> Aim: In the copy, include every entry exactly but none of the pictures.

(Excerpts of pointing data)

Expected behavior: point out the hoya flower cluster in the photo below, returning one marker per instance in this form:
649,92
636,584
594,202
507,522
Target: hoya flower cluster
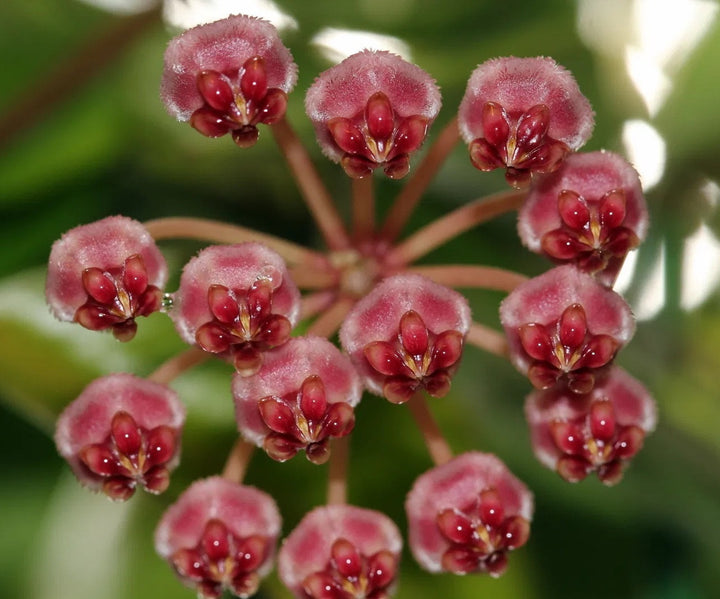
402,327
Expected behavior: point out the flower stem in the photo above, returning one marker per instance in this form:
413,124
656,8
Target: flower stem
329,321
363,205
337,471
219,232
311,187
68,75
437,445
422,176
467,275
237,461
488,339
453,224
178,364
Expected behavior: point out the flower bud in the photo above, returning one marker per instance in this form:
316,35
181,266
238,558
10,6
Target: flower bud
599,432
371,110
303,395
524,115
105,274
465,515
564,327
341,551
236,301
220,535
591,213
407,334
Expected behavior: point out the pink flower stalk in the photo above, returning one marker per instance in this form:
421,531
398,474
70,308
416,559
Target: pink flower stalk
228,76
303,395
599,432
236,301
524,115
122,431
563,327
591,212
465,515
407,334
105,274
341,552
372,110
220,535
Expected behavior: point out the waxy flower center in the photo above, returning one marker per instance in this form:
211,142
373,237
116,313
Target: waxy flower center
481,535
238,102
131,455
595,442
417,358
116,297
591,232
222,560
378,136
518,142
243,325
304,420
352,575
566,349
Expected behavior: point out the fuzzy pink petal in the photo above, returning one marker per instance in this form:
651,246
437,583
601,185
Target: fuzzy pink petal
377,316
236,267
307,549
518,84
543,299
104,244
87,420
222,46
244,510
344,90
284,370
458,485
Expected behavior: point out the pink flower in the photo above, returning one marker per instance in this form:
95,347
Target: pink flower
105,274
121,432
373,109
407,334
236,301
597,432
465,515
563,327
590,212
229,75
343,552
220,535
523,114
303,395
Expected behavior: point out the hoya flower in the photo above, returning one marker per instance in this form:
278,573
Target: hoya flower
372,110
465,515
303,395
228,76
120,433
590,212
105,274
341,552
236,301
599,432
524,115
407,334
220,535
563,327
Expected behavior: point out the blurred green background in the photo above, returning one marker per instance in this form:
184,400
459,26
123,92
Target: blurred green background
75,148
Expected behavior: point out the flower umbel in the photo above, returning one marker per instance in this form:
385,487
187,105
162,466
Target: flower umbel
272,309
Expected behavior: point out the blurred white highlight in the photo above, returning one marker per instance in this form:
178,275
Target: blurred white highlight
337,44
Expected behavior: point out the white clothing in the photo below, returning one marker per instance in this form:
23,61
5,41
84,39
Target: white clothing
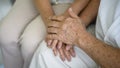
108,22
61,1
44,57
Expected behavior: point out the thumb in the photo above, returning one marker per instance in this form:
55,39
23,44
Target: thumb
71,13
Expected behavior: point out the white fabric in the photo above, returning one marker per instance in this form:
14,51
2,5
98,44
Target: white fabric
44,57
108,22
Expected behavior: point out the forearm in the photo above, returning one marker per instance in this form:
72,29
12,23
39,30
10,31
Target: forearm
105,55
77,6
90,12
45,9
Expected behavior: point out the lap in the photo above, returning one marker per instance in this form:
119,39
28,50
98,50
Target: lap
44,58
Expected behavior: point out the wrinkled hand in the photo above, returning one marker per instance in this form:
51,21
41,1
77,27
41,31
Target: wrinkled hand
67,31
65,51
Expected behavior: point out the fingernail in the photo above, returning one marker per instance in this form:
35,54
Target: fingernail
73,54
49,42
70,9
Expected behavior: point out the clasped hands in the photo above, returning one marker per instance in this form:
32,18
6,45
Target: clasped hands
63,33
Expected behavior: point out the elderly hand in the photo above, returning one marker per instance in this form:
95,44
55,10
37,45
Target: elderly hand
67,31
66,51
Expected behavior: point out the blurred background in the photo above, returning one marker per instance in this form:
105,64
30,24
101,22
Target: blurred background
5,6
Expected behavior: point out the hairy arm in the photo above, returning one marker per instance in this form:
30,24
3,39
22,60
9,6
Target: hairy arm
106,55
90,12
45,9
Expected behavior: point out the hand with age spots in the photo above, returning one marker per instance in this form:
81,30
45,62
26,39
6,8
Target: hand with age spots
68,30
65,52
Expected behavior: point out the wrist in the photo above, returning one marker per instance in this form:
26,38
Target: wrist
82,38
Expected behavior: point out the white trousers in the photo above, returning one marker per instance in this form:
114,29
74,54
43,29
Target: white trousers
21,32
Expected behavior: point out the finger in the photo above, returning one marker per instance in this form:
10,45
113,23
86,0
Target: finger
52,36
53,30
62,55
67,54
59,45
54,24
53,45
68,47
55,52
58,18
72,52
49,42
71,13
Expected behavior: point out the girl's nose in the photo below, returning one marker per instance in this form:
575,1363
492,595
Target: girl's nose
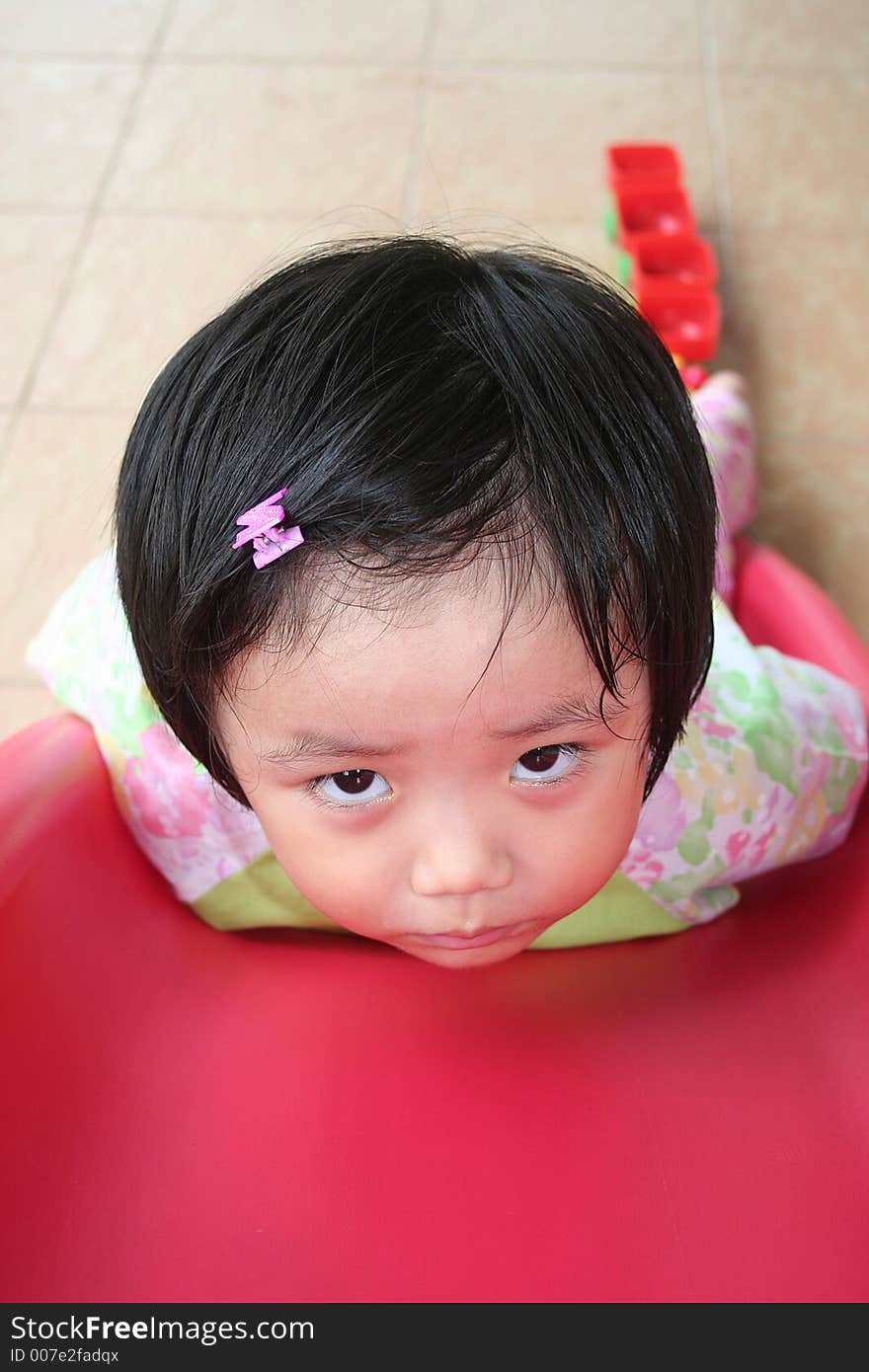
460,861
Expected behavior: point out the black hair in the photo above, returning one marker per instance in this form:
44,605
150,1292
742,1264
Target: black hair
419,398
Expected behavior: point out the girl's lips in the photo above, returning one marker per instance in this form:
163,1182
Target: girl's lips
459,942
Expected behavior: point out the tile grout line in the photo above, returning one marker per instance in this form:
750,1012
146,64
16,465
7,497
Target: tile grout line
91,213
714,118
717,134
433,22
454,65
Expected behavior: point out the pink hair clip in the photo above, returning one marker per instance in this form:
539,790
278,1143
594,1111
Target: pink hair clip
260,523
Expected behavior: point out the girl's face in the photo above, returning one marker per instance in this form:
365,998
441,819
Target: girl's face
452,820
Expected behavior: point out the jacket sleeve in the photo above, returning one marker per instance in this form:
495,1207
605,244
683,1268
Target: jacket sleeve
769,771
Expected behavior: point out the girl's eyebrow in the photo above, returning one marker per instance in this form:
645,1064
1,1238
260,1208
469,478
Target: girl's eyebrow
572,711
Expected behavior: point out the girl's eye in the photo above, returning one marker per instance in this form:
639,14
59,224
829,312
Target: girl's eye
355,788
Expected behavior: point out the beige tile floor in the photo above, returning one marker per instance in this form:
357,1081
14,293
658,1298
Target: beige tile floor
159,154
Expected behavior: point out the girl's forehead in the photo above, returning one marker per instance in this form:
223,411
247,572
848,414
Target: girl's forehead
426,654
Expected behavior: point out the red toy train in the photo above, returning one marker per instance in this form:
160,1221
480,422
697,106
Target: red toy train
668,267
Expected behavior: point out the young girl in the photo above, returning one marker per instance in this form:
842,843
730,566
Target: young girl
419,630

> Task response:
Expected behavior: point out the hoya flower cluster in the photo below, returning one marker per instance in this form:
649,92
636,584
594,202
507,522
Target: hoya flower cluster
402,327
Expected behavior: point out the flower stem in the photo above, returning one marker per instance in this form:
413,124
656,8
Target: flower stem
329,321
363,205
337,471
219,232
311,187
68,75
437,445
422,176
467,275
237,461
488,339
453,224
178,364
Expected behavior: point out the flower bud in the photo above, returning one marker per instance in this form:
316,35
181,266
238,558
10,6
Target: flower bud
599,432
371,110
303,395
524,115
105,274
465,515
564,327
341,551
236,301
220,535
591,213
407,334
Expected behavior: point out the pink flower stalk in the photo above, returning one marker per instance in this form:
421,531
398,474
70,308
416,559
Target: pink flower stalk
228,76
303,395
599,432
236,301
524,115
122,431
563,327
591,212
465,515
407,334
105,274
341,552
372,110
220,535
Expected behavior: point out the waxy flower center in the photo above, returning one marker per instance in this form:
211,142
373,237
116,313
Target: waxy flower center
481,535
238,102
131,455
595,442
417,358
116,297
591,232
222,560
378,136
518,142
243,325
304,420
352,575
566,349
Expected behavior: point out the fuzzy pink petal in the photo above, returning one marker per instance in this form:
651,246
437,583
601,185
Target: fuzzy pink petal
377,316
236,267
307,549
518,84
543,299
104,244
87,420
222,46
244,510
344,90
284,370
458,485
Expected behavior: point out the pink flower in the photo above, returning one marker per instance in this form:
95,347
Target: pink flower
105,274
121,432
373,109
407,334
236,301
597,432
465,515
563,327
590,212
229,75
343,552
220,535
523,114
303,395
Expected behavior: point out the hoya flower in the photo above, returning one marker per instance in this form:
278,573
Target: hoya flower
372,110
465,515
303,395
228,76
120,433
590,212
105,274
341,552
236,301
599,432
524,115
407,334
220,535
563,327
Expected behavior: point out the blurred green background in the photo above, returning one marker per instance in this form:
184,400
459,26
123,92
Target: blurred green background
75,148
Expected behavior: point out the flower umbel in the photo above, returning one marker per instance in this form:
385,487
187,105
162,466
Target: flower umbel
272,309
Expected behavior: point out the blurred white highlight in the photo above, returning one marker per instance in this form:
178,275
Target: blurred white highlight
337,44
Expected behavior: point out the white clothing in the photo below, returning one marker per instance in this form:
23,61
5,41
84,39
Target: white clothing
108,22
61,1
44,57
Expected behavior: point out the thumb in the photo above, returning one marker per instance in this form:
55,39
23,44
Target: thumb
71,13
Expected behavior: point out the white fabric in the photo above, returning one marker per instance in this form:
14,51
2,5
98,44
Target: white fabric
44,57
108,22
Expected behavior: point out the forearm in the photo above, returning one marker per instance in this form:
72,29
12,23
39,30
10,31
Target: forearm
105,55
77,6
90,12
45,9
Expected behavior: point out the lap in the photo above, returning one marker per instance in this form:
119,39
28,50
98,50
Target: lap
44,58
Expected behavior: point out the wrinkled hand in the photo above, returning one marker per instance in this form:
51,21
41,1
77,27
41,31
Target: wrinkled hand
67,31
65,51
Expected behavior: point out the fingernail in the photo above, returning one marker per instance in this form:
35,54
Target: fingernail
73,54
49,42
70,9
Expected behavior: point out the clasped hands in the photo above, returning one marker per instance in this form:
32,18
6,45
Target: clasped hands
63,33
Expected behavior: point out the elderly hand in the photo above, returning one marker per instance in this form:
95,44
55,10
37,45
Target: elderly hand
67,31
66,51
Expected behavior: point out the blurred background in the photo above, returning one marker per instance in this form:
105,64
30,24
101,22
Target: blurred background
5,6
Expected behavior: point out the hairy arm in the photo above, returning one marker per instance in this form:
30,24
3,39
22,60
9,6
Target: hairy arm
106,55
90,12
45,9
Expected behavior: point out the hand with age spots in the photo above, returning one marker per instance in this form:
81,30
45,62
26,39
6,8
Target: hand with age spots
68,30
65,52
Expected behavior: point out the wrist in the photo above, returning one marker per instance in this form:
26,38
Target: wrist
82,38
Expected behavior: point out the white trousers in the photo above, returning one marker per instance in this form:
114,29
74,54
43,29
Target: white trousers
21,32
Expected behavior: point out the finger in the photo above, returning one marker per instance in this form:
10,45
113,23
86,0
Target: finger
52,36
53,30
62,55
67,54
59,45
54,24
53,45
68,47
55,52
58,18
72,52
49,42
71,13
Expected behavior: point out the girl's nose in the photo below, returning one marker per instance in this form:
575,1363
492,595
Target: girl's nose
460,861
Expected behavior: point out the black hair in the photo above, returning one marker per instance in this form:
44,605
150,1292
742,1264
Target: black hair
419,398
Expected behavior: point out the girl's lips in the photo above, returning one marker per instance in this form:
163,1182
Target: girl's lips
459,942
Expected behavior: point out the tile grout line in the photo above, returning one marker per instance in this form:
750,1012
146,64
16,465
7,497
Target: tile grout line
91,213
714,118
717,134
433,22
454,65
Expected behavior: point out the pink hair clip in the photo above, returning one marker per instance in this form:
539,790
278,1143
594,1111
Target: pink hair clip
260,523
Expected behavior: point out the girl's face in the photo above, returning one marker per instance in this form:
365,998
441,819
Target: girl's face
452,820
Expected behavior: point out the jacket sleeve in the photo above, returning one marker per instance in this form:
495,1207
605,244
683,1268
Target: jacket sleeve
769,771
Expected behavior: point out the girl's eyebrow in the photo above, returning one marker per instance in this form:
645,1064
1,1238
260,1208
469,478
Target: girl's eyebrow
572,711
Expected behavior: point out the girl's eye in the photo above, returning one marker per instance in this form:
639,14
59,224
829,312
Target: girl's eye
355,788
Expected behavior: point out the beige tile floor in the photo above, returning one marker per instance in this form:
357,1081
14,293
658,1298
Target: beige tile floor
159,154
Expected behavior: point out the girl's forehead in the photo above, returning one marker per instance in this form:
223,411
247,572
848,414
Target: girl's forehead
426,654
Expected behavior: point out the red toy train in the photo above, returning one marker per instance in this form:
160,1221
480,422
697,106
Target: red toy train
668,267
Expected behavior: point out the young girl in the photo above, returning one marker per instance in this form:
842,843
730,566
Target: young girl
419,630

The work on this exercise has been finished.